### Set exercise 1
Pick out each line of the listing that contains the word "foam", and copy those lines. Case counts.

┌─ Page extract

May 1, 2010

Notes from the JS pit: lofty goals, humble beginnings

I've been working at Mozilla for about two months on the JavaScript (JS) engine team, the members of which sit in an area affectionately known as the "JS pit".

Mozillians appear to try to blog on a regular basis, so I'll be starting a series of entries prefixed "notes from the JS pit" to explain what I've been working on and/or thinking about.

Notably, I feel fortunate to work for a company that encourages this kind of openness.

Goals

I always feel stupid writing down goals — they seem so self-evident; however, it helps to put the work I'm doing into perspective and gives me something that I can to refer back to.

I'm also a big believer in the effectiveness of public accountability, so publishing those goals seems prudent — my notes from the JS pit are poised to help me stay motivated more than anything else.

└─
┌─ Data extract

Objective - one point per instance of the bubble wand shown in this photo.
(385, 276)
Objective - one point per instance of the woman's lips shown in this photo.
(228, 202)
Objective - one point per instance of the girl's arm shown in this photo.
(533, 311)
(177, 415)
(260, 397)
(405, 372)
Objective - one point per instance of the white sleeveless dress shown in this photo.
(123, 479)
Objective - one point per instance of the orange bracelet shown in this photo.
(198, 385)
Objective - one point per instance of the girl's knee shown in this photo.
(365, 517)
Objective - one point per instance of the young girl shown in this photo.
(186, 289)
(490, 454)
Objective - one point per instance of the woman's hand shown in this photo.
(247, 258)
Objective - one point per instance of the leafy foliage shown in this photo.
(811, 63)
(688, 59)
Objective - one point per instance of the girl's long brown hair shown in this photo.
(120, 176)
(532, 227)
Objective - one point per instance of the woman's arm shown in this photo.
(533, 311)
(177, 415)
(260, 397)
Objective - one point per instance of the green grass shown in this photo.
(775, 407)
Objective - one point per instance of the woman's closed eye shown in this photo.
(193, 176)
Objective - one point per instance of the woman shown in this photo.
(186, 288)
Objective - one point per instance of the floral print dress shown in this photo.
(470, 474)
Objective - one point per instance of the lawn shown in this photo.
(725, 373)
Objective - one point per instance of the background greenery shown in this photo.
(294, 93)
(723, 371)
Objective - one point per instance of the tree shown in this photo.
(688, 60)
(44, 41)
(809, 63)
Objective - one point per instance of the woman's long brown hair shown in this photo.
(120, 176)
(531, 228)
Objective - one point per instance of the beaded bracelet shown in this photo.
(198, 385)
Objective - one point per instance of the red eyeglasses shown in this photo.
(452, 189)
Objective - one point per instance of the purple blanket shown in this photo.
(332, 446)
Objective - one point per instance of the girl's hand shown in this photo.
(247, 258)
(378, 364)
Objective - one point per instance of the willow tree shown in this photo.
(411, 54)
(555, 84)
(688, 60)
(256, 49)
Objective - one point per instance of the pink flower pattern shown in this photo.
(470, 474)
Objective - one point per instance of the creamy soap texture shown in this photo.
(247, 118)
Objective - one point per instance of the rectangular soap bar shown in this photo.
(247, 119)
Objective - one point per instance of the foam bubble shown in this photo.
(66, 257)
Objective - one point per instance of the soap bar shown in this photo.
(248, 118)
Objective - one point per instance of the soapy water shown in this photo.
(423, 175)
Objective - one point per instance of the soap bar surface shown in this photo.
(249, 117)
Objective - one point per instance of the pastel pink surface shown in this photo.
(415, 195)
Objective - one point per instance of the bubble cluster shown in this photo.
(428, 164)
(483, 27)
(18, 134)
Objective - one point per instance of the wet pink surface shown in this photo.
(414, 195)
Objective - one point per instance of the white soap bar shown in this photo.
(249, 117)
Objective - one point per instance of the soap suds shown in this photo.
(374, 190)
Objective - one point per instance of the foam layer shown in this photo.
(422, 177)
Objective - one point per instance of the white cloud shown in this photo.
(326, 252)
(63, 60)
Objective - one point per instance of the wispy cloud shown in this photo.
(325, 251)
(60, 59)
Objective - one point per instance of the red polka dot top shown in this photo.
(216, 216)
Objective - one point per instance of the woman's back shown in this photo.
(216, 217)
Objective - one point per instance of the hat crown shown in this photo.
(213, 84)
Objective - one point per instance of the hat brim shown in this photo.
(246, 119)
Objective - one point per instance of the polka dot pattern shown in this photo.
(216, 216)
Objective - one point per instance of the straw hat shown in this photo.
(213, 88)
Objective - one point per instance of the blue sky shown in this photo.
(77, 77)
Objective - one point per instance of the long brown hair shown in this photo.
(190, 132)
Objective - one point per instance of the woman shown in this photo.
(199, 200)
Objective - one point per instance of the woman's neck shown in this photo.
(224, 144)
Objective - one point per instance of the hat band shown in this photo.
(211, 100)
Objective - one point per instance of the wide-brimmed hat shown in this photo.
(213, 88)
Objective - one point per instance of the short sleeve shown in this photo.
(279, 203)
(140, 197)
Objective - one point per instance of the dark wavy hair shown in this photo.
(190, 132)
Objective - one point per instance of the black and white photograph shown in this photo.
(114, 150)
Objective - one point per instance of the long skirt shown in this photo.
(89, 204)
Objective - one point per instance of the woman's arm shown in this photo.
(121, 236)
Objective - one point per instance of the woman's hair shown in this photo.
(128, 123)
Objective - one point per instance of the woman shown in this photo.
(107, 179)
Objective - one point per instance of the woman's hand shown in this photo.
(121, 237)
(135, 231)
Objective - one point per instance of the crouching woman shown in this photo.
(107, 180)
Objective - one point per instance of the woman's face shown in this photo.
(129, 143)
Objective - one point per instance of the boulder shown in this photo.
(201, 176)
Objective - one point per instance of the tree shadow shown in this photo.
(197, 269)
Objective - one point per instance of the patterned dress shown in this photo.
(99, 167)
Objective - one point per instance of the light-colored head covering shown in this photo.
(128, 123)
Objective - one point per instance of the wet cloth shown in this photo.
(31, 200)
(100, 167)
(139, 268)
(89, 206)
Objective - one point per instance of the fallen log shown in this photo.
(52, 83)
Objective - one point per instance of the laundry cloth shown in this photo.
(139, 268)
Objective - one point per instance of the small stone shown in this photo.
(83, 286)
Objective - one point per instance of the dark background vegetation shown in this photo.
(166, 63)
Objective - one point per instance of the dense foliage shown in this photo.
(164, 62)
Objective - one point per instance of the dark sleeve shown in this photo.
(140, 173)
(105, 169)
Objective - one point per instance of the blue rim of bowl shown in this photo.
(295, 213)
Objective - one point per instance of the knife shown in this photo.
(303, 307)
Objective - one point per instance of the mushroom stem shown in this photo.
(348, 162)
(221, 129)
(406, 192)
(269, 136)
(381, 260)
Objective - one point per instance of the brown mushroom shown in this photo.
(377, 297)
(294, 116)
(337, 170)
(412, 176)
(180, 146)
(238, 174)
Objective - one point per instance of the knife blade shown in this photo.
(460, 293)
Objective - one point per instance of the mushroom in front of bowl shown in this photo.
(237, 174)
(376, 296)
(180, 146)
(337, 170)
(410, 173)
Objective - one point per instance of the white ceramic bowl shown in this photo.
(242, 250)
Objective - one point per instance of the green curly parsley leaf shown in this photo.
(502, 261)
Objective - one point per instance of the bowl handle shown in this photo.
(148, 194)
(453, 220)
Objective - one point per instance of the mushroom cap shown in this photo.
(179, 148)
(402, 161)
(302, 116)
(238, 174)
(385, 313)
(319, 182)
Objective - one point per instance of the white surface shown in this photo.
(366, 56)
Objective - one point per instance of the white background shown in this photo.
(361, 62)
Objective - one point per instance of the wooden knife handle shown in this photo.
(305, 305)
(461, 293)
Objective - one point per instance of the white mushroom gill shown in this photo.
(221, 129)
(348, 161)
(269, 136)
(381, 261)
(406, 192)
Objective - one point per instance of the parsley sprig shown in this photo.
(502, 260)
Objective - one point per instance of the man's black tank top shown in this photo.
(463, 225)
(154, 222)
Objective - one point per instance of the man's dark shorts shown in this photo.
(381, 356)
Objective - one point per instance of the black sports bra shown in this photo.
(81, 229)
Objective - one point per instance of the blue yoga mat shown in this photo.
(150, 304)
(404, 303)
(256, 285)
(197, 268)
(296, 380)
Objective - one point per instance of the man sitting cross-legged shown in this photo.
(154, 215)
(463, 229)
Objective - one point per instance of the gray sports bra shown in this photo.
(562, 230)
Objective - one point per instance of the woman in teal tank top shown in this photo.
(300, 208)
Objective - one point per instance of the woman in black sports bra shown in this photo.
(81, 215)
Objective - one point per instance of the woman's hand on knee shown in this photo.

└─

### Set exercise 2
From the JS pit post, extract the passage starting at "I've been working at" and ending at "than anything else.", word for word.

### Expected output 1
Objective - one point per instance of the foam bubble shown in this photo.
Objective - one point per instance of the foam layer shown in this photo.

### Expected output 2
I've been working at Mozilla for about two months on the JavaScript (JS) engine team, the members of which sit in an area affectionately known as the "JS pit".

Mozillians appear to try to blog on a regular basis, so I'll be starting a series of entries prefixed "notes from the JS pit" to explain what I've been working on and/or thinking about.

Notably, I feel fortunate to work for a company that encourages this kind of openness.

Goals

I always feel stupid writing down goals — they seem so self-evident; however, it helps to put the work I'm doing into perspective and gives me something that I can to refer back to.

I'm also a big believer in the effectiveness of public accountability, so publishing those goals seems prudent — my notes from the JS pit are poised to help me stay motivated more than anything else.